**PROBLEM DETAILS**: Scan the data below for lines holding the word "mucus", and copy each line found.

Segment Start: SUPPLIED ENTRIES

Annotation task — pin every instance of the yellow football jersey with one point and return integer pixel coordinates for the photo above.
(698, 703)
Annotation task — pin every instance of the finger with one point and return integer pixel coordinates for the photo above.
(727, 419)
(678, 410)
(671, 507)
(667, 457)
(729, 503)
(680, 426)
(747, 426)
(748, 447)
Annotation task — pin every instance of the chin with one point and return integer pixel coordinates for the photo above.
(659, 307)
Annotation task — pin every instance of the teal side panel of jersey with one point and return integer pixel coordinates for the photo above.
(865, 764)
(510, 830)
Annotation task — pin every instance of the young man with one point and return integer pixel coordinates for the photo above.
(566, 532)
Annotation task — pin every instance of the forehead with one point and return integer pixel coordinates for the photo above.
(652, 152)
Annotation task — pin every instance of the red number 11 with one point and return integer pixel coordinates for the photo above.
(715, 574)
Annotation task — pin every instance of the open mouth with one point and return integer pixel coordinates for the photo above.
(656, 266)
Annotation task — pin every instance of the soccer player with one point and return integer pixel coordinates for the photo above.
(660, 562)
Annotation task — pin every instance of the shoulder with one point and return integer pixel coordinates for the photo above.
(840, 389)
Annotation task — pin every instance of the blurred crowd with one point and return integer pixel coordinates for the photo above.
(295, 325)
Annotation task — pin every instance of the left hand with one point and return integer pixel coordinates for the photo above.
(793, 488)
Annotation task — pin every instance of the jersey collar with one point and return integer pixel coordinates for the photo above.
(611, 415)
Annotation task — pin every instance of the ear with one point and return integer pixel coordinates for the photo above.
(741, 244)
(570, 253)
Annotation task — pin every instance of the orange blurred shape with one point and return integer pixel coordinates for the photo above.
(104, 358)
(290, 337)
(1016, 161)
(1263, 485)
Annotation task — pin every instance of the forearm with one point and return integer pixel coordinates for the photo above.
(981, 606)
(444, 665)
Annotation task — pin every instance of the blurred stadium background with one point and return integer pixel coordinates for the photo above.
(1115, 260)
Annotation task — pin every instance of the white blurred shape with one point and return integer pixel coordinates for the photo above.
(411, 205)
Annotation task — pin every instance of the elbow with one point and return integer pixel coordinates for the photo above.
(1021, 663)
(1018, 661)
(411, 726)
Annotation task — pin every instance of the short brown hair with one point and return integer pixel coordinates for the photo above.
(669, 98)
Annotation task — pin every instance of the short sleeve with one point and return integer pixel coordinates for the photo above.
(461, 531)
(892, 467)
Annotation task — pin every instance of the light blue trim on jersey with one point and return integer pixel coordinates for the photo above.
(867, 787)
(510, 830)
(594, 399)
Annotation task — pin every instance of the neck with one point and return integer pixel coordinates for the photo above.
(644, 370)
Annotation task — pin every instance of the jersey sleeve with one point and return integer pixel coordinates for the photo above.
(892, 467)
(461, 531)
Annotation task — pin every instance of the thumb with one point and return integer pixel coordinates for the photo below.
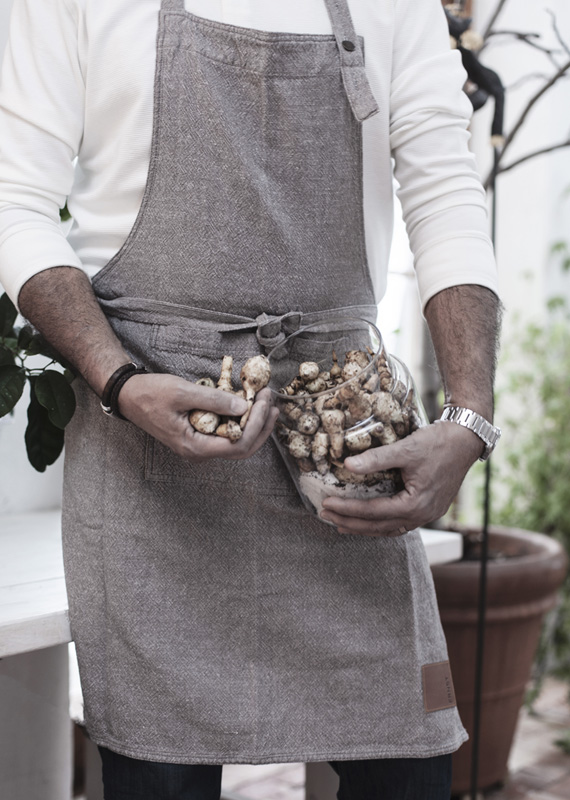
(377, 459)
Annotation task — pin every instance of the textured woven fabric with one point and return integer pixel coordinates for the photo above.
(217, 621)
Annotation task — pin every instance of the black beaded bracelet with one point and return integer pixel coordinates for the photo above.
(110, 398)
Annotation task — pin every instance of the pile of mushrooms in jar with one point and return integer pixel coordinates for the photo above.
(330, 412)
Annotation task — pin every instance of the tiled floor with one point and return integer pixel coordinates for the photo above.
(539, 769)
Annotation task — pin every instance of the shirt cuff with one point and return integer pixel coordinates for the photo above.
(23, 254)
(456, 261)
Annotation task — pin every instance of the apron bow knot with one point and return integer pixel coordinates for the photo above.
(270, 329)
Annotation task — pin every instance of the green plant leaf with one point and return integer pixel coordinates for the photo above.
(6, 357)
(56, 395)
(8, 314)
(12, 382)
(44, 442)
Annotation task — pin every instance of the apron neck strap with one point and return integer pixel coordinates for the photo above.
(172, 5)
(354, 77)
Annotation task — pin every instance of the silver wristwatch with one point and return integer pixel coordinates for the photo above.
(488, 433)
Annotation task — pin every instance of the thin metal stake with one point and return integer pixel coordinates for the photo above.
(484, 560)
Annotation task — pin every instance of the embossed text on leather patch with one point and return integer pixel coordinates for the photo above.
(438, 686)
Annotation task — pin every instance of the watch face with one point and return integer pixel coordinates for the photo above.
(487, 432)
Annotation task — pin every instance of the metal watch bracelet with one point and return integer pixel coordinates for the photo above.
(488, 433)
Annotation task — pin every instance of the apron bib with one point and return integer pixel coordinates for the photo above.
(215, 620)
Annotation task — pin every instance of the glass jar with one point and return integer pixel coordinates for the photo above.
(340, 393)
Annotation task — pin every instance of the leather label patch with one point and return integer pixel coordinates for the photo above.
(438, 686)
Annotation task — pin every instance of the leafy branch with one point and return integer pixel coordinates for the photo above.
(52, 400)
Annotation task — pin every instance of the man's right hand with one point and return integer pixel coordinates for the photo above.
(160, 405)
(61, 304)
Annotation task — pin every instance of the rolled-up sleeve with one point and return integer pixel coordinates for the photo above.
(41, 123)
(440, 189)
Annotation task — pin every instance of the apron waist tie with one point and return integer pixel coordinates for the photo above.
(270, 330)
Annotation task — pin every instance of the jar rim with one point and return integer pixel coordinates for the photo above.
(329, 321)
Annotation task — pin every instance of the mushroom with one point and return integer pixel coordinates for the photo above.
(255, 375)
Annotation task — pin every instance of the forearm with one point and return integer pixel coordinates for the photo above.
(61, 304)
(464, 325)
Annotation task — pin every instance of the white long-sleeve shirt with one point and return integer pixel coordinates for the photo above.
(76, 106)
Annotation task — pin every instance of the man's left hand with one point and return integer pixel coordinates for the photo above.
(433, 460)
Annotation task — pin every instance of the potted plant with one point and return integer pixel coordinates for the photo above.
(526, 570)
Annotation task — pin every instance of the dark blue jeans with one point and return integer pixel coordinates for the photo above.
(376, 779)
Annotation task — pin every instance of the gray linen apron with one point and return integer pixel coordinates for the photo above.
(217, 621)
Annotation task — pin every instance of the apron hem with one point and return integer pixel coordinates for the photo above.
(364, 753)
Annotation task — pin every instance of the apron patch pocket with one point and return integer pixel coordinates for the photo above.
(263, 473)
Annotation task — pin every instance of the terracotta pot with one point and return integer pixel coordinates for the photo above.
(522, 587)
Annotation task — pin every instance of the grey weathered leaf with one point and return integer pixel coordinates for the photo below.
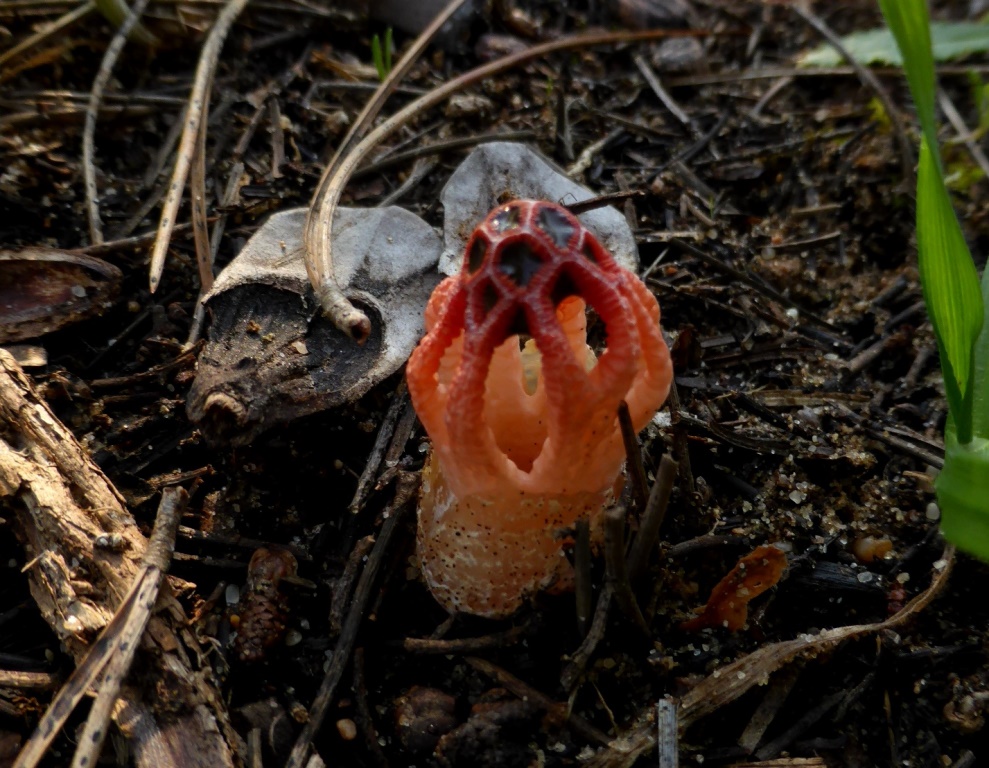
(271, 357)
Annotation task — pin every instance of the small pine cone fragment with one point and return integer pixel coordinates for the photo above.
(264, 607)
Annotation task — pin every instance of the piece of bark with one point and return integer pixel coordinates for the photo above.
(64, 507)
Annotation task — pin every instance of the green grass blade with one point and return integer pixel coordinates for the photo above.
(910, 23)
(963, 494)
(980, 379)
(949, 40)
(951, 288)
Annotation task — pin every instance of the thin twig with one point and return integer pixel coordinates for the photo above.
(398, 406)
(583, 589)
(197, 208)
(580, 658)
(92, 108)
(661, 93)
(404, 493)
(652, 518)
(614, 560)
(958, 123)
(49, 31)
(872, 82)
(633, 453)
(319, 223)
(319, 228)
(195, 114)
(429, 645)
(526, 692)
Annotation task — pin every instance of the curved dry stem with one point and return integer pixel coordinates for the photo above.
(92, 108)
(319, 228)
(195, 114)
(50, 31)
(319, 261)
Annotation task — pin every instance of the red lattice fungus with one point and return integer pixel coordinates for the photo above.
(521, 413)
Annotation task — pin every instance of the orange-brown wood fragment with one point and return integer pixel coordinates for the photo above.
(728, 605)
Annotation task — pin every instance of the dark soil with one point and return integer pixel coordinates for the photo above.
(775, 227)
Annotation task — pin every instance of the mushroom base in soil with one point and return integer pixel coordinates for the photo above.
(521, 413)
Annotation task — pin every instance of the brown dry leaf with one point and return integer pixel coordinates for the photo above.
(728, 683)
(728, 605)
(42, 290)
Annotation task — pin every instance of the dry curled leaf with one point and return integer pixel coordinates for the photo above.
(42, 290)
(728, 605)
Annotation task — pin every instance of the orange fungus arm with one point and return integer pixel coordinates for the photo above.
(521, 414)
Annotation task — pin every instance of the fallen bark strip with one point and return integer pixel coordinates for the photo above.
(84, 551)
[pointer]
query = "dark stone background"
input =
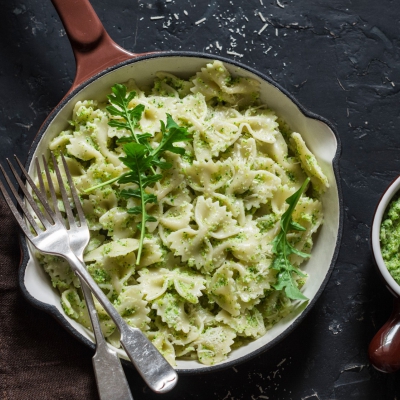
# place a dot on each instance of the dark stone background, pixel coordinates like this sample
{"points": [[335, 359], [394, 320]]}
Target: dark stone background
{"points": [[341, 60]]}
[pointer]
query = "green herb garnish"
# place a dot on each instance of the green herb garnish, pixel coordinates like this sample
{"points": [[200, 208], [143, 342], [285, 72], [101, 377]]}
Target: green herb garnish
{"points": [[141, 158], [283, 249]]}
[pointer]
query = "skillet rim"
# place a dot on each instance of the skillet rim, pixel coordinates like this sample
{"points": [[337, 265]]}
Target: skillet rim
{"points": [[53, 311]]}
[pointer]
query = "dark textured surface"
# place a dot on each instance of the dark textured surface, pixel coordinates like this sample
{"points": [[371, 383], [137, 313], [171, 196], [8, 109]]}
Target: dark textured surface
{"points": [[341, 60]]}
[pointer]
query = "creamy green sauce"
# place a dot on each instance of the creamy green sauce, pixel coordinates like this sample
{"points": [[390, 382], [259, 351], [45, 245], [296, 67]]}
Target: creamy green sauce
{"points": [[390, 238]]}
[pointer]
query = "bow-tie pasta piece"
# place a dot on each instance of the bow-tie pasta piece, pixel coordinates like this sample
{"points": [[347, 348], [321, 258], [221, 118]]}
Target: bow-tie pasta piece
{"points": [[308, 213], [177, 217], [161, 341], [170, 307], [208, 176], [204, 278], [188, 285], [250, 323], [118, 223], [214, 344], [215, 83], [309, 163], [132, 308]]}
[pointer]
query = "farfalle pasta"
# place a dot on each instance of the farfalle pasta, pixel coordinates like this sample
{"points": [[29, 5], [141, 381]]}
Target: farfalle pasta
{"points": [[204, 283]]}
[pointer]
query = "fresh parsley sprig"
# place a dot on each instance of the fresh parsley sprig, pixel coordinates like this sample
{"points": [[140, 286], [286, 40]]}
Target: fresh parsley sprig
{"points": [[140, 157], [283, 249], [120, 108]]}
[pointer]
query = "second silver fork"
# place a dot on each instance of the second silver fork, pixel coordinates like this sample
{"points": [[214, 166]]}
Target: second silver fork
{"points": [[110, 376], [52, 238]]}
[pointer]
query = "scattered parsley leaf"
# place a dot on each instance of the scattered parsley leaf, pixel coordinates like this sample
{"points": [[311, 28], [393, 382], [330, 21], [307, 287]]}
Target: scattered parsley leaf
{"points": [[283, 249]]}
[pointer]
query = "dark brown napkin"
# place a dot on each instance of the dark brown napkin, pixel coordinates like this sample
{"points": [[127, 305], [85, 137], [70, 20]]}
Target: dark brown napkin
{"points": [[38, 359]]}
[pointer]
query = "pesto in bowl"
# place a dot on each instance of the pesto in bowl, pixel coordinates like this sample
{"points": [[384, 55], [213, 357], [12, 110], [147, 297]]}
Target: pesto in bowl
{"points": [[390, 238]]}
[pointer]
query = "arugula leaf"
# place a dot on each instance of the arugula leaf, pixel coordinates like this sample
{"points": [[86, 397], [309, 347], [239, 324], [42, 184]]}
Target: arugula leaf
{"points": [[283, 249]]}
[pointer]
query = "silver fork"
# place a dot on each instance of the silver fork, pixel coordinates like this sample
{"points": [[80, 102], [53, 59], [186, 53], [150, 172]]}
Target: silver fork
{"points": [[110, 377], [53, 238]]}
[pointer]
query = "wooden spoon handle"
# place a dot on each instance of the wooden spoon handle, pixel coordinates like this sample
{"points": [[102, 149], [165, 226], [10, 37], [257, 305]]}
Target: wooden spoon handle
{"points": [[93, 48], [384, 349]]}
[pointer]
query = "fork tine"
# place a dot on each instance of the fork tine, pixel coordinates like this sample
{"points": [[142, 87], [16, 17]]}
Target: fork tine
{"points": [[51, 186], [67, 206], [14, 210], [75, 196], [28, 196]]}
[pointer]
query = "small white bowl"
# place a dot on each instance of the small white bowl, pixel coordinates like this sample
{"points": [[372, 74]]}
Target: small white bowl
{"points": [[384, 349], [390, 192]]}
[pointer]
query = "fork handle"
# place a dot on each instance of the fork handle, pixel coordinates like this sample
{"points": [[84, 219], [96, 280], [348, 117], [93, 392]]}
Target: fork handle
{"points": [[151, 365], [110, 377]]}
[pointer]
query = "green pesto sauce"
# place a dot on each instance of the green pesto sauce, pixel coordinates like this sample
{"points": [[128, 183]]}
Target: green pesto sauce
{"points": [[390, 238]]}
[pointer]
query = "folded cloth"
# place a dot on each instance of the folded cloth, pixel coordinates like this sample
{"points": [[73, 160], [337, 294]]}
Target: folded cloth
{"points": [[38, 358]]}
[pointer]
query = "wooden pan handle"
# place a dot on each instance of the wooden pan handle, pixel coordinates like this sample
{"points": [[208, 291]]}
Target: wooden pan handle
{"points": [[93, 48], [384, 349]]}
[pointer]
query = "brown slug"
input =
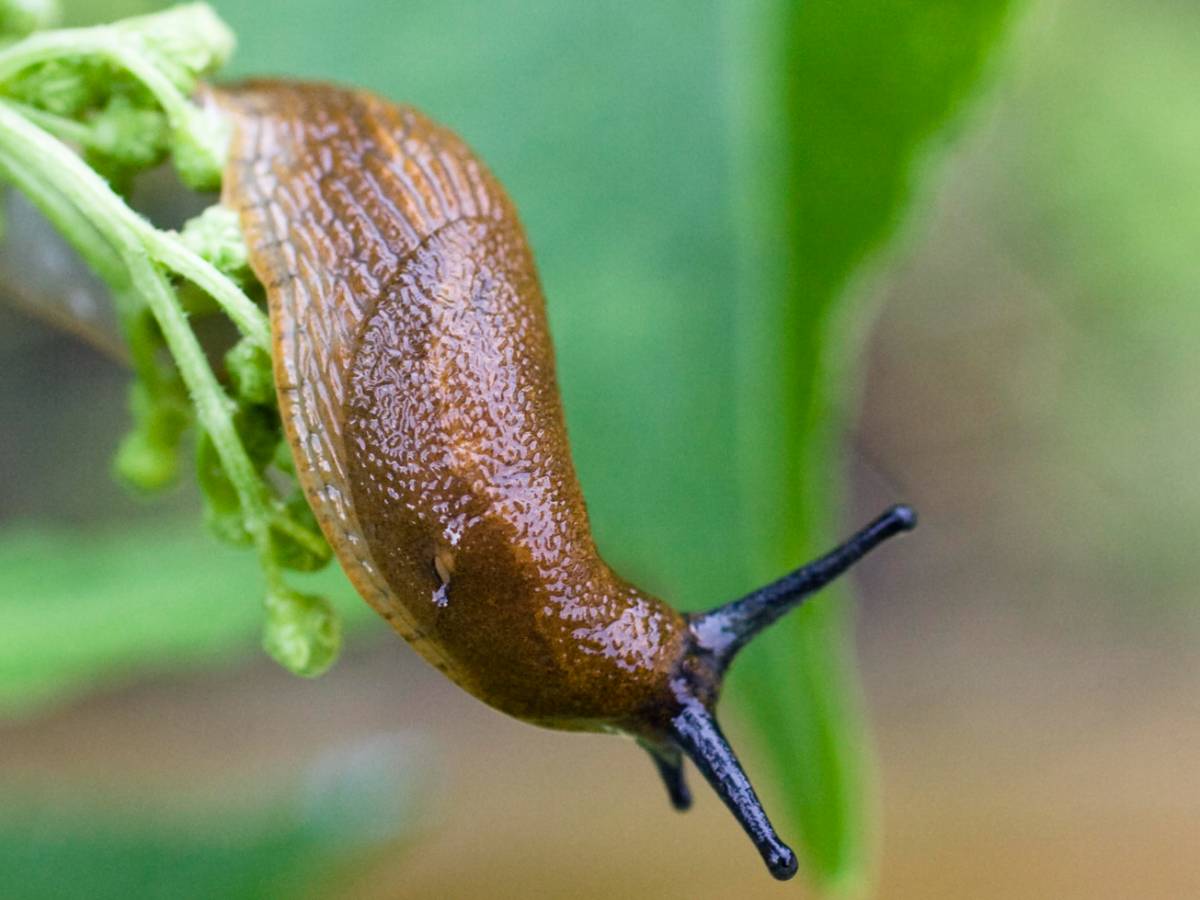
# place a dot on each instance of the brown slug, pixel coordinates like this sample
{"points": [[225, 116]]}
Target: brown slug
{"points": [[417, 384]]}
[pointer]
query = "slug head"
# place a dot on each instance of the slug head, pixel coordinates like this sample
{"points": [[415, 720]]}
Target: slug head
{"points": [[689, 726]]}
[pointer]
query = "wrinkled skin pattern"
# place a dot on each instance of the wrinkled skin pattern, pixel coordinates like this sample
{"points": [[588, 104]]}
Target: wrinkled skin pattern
{"points": [[417, 383]]}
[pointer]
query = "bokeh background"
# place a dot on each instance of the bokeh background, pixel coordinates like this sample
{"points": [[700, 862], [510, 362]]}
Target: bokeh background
{"points": [[1031, 384]]}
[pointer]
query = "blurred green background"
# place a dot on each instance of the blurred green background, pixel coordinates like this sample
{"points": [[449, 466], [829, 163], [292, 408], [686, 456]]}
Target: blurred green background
{"points": [[1030, 655]]}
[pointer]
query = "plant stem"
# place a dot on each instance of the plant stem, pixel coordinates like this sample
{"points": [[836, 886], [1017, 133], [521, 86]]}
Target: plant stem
{"points": [[57, 165]]}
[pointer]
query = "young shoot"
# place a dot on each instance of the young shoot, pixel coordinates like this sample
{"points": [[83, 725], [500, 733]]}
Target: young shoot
{"points": [[85, 111]]}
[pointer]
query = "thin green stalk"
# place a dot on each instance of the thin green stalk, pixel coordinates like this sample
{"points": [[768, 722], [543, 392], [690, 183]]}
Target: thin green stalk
{"points": [[109, 213]]}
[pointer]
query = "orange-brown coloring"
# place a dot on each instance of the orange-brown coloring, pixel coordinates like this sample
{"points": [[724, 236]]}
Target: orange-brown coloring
{"points": [[417, 384]]}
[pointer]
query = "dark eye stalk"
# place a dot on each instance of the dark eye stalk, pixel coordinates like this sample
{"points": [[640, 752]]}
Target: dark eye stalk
{"points": [[717, 637]]}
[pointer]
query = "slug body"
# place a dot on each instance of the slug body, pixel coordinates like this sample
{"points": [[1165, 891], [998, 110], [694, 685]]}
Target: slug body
{"points": [[417, 383]]}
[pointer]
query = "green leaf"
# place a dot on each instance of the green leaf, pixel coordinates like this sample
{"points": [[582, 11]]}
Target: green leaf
{"points": [[705, 357], [834, 105]]}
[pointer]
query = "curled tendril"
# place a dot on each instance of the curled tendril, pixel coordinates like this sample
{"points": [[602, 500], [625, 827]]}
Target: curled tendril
{"points": [[119, 95]]}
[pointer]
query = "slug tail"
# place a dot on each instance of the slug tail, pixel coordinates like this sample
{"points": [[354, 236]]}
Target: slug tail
{"points": [[697, 733], [727, 629]]}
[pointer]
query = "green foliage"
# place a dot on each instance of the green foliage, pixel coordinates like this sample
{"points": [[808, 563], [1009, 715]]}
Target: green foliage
{"points": [[831, 118], [79, 609], [353, 807], [695, 244]]}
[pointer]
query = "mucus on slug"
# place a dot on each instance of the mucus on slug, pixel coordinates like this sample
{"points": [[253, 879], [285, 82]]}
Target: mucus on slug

Segment End: SUPPLIED ENTRIES

**RESULT FOR THIS TASK**:
query = "mucus on slug"
# place a dot on each instance of the mucus on slug, pixel coordinates like this sample
Target: mucus on slug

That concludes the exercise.